The ‘Up System’ in Retail: Foolish or Fair?
Does having salespeople take turns waiting on customers make sense for jewelers, their employees, or their customers? Peter Smith opines.

If I was so inclined, my consulting business for suppliers and retailers could exist on a diet of phone calls, emails, and Teams calls.
However, I’d rather give up my first born (sorry, Ronan, someone’s gotta take one for the team!) than commit to a life spent in an office, without visiting customers.
You have to go to the source and breathe the oxygen on the front lines. There is no substitute for engaging with retail sales personnel in person, hearing about their challenges and issues, and observing the way they go about their business, be it good or bad.
I was reminded of this last week when, after I had completed my Sales Masterclass, a conversation ensued about the “Up System,” the practice of having all available salespeople take turns engaging with visiting customers.
If you, for example, have five salespeople, each salesperson has the opportunity to engage with every fifth customer, sort of like the Golden State Warriors having Steph Curry taking every fifth shot, or Kansas City Chiefs quarterback Patrick Mahomes taking every 11th snap.
OK, I confess to indulging in hyperbole there, but just a little.
A comment from a salesperson really got me thinking about how misunderstood the Up System is. He said, “We do it because it’s the fair thing to do!”
But who is it fair to? Is it fair to the business? Is it fair to the most talented salespeople? Is it fair to the least talented salespeople?
And, most importantly, is it fair to the customers?
In this case, the salesperson believed it was fair because he is fundamentally a decent man. His empathy was on full display, and I sensed a real sincerity in his sentiment.
Most of us can relate to the basic premise of fairness. We like an environment where our salespeople feel happy, where Pandora is always playing our favorite songs, and where the scent of baking chocolate-chip cookies constantly invigorates our olfactory senses. Alas…
Let’s examine the four questions.
1) Is it fair to the business?
If you believe your business exists for reasons unrelated to commerce, please stop reading now. The rest of this column will do nothing to make you feel good about me or you, and it is highly unlikely that my rationale will change your view that you are either a museum, or a benevolent charity.
The rest of you should read on.
Businesses exist to do business. For clarity’s sake, that means profitable sales. It’s what enables us to pay staff, pay vendors, keep the lights on, pay the rent or mortgage, market the business, and pay our taxes. It is, at its most fundamental level, the stuff that fuels a business’ very existence.
It should not be “fairness” that dictates our sales infrastructure, but what gives the business the very best opportunity for success.
However well-intentioned, any system that conspires to relegate the most talented salespeople to an equal footing with the least talented salespeople is not fair to the business. It is reductive and counterintuitive.

◇ ◇ ◇ ◇ ◇ ◇ ◇

To do:
- A) Count the lines in the entries that contain the word "wall", and give only that number.
- B) Carry on the column about the Up System in retail from the point where it stops.
The column and the entries that come after it have no connection to each other.

Record extracts:
◇ ◇ ◇ ◇ ◇ ◇ ◇

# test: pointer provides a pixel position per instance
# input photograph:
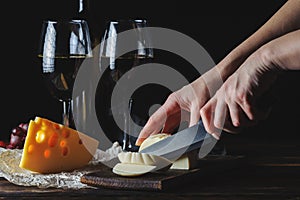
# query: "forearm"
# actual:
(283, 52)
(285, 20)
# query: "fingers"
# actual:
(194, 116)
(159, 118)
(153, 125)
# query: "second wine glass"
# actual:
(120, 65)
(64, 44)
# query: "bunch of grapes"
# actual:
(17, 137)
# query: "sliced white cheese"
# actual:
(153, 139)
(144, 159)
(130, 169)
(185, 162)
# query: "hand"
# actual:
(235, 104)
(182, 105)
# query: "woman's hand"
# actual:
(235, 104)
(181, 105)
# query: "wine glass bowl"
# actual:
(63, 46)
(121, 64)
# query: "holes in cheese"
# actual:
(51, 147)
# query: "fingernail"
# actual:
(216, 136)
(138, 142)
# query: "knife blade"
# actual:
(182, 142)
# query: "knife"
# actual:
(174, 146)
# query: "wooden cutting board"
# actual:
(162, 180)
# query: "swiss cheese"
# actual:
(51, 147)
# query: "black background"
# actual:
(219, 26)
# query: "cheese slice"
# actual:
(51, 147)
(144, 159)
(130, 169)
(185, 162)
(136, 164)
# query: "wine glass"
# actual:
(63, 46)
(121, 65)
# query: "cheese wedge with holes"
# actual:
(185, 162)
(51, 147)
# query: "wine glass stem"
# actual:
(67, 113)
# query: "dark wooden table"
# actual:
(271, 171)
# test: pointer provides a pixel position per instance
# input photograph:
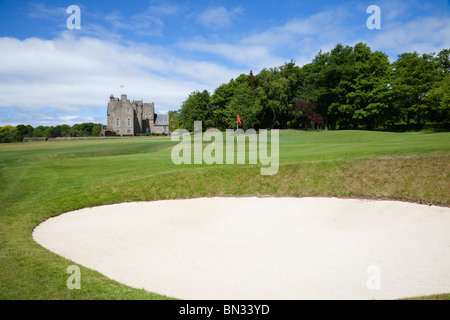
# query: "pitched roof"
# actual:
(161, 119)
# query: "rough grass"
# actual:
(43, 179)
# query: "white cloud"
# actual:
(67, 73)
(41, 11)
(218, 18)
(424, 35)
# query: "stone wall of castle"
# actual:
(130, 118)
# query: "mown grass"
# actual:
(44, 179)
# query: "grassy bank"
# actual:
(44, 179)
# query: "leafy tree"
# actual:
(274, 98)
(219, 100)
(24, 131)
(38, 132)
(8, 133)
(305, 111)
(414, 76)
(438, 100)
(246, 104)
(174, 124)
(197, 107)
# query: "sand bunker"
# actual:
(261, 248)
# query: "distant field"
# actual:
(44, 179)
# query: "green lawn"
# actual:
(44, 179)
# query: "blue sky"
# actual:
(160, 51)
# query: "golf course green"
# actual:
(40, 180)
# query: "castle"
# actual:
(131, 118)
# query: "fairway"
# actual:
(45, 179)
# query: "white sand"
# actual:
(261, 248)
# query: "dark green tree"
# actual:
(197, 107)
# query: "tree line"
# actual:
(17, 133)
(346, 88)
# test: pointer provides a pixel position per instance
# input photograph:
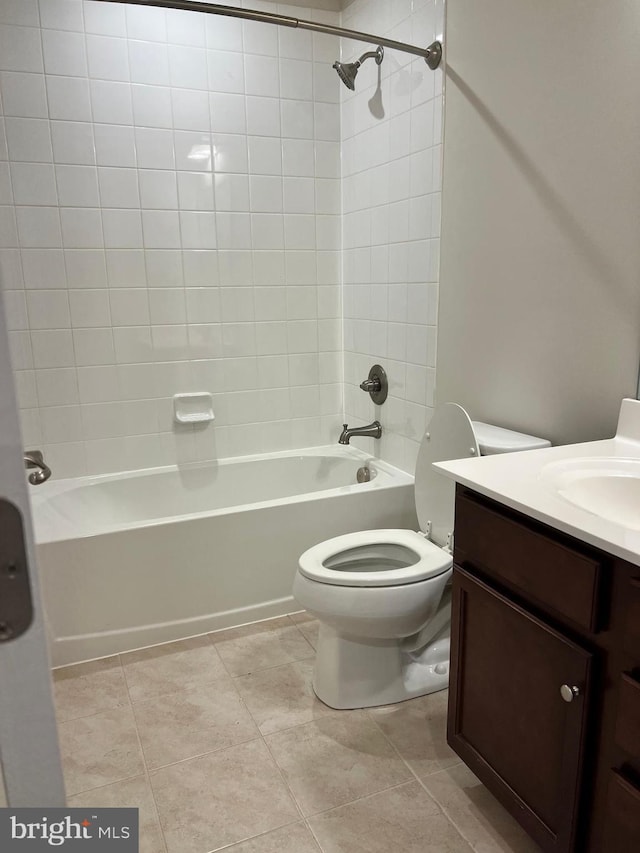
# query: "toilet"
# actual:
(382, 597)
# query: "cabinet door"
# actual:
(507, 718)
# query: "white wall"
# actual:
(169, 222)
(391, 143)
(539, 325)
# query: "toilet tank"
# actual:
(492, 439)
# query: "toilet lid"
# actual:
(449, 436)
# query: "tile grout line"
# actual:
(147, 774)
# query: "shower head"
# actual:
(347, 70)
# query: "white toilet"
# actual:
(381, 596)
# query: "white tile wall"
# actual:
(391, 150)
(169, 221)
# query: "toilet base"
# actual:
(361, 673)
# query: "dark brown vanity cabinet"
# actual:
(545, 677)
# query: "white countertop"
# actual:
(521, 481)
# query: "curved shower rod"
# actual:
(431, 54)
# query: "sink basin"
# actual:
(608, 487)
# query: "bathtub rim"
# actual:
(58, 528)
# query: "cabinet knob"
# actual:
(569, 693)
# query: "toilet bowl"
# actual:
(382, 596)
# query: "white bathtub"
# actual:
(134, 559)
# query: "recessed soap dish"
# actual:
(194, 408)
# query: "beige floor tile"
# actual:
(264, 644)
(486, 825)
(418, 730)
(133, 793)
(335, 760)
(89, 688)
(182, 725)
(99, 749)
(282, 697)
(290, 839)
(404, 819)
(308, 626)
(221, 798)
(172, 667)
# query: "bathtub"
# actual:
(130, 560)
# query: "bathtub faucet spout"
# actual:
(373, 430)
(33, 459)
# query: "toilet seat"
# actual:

◇ ◇ ◇ ◇ ◇ ◇ ◇

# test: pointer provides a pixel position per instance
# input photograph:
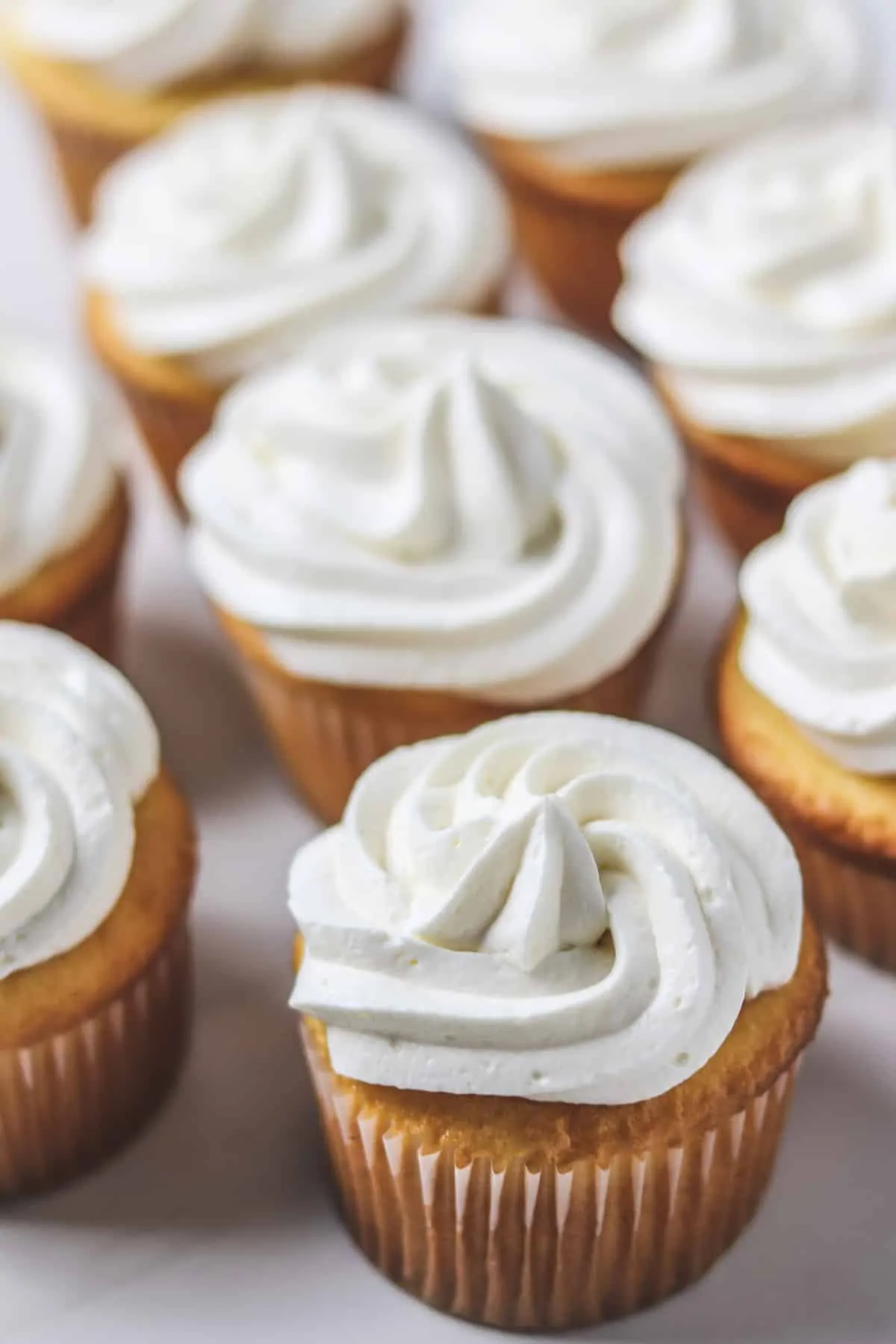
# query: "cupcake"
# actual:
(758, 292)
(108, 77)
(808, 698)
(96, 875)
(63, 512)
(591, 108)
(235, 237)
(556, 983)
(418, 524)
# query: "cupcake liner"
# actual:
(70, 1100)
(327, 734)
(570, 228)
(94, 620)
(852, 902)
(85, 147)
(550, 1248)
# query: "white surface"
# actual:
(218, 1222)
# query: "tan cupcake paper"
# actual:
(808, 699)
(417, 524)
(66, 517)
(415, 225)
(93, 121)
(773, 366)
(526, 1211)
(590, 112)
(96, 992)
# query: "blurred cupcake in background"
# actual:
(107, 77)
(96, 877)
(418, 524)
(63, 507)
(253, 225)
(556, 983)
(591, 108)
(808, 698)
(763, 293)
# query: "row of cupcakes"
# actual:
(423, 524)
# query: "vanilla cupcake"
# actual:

◇ ◇ ◇ ◇ ◇ ◇ ◇

Expected answers:
- A) 3

- B)
If you have traditionally deployed the Up System, look at your historic sales results. Are they equal across all salespeople, or are certain people consistently performing at a higher level, and others consistently underperforming despite the Up System?
That difference is talent, and those top performers are operating at that level despite your best efforts at leveling the playing field.
2) Is it fair to the most talented salespeople?
For clarity, the most talented salespeople are the folks who sell the most on a consistent basis year in and year out. They are the most productive people on your team regardless of your compensation plan or your stance on using the Up System.
They are the people you rely on most to deliver results when you’re having a tough week or month.
When you sit down to sketch out your goals forecast, they carry the biggest chunks of it and they overdeliver time and again.
In a world of declining foot traffic, your best salespeople drive more customers into the store through their own outreach efforts and they convert more of them at a higher average ticket than their less accomplished colleagues.
When the going gets tough, they willingly accept the pressure to make sales happen and to pull the proverbial rabbit from the hat.
They are intrinsically motivated to sell, and they fundamentally believe the customer is better off for having done business with them.
To paraphrase Apple’s Tim Cook, the most talented salespeople believe their role is to give you something you didn’t think you needed and then, having purchased it, you wonder how you ever lived without it.
3) Is it fair to the least talented salespeople?
The least talented salespeople, at best, are motivated by a desire to serve, not sell. Sales are, for too many of them, nice to have but ultimately secondary to delivering pleasant service and interesting (to them at least) product information.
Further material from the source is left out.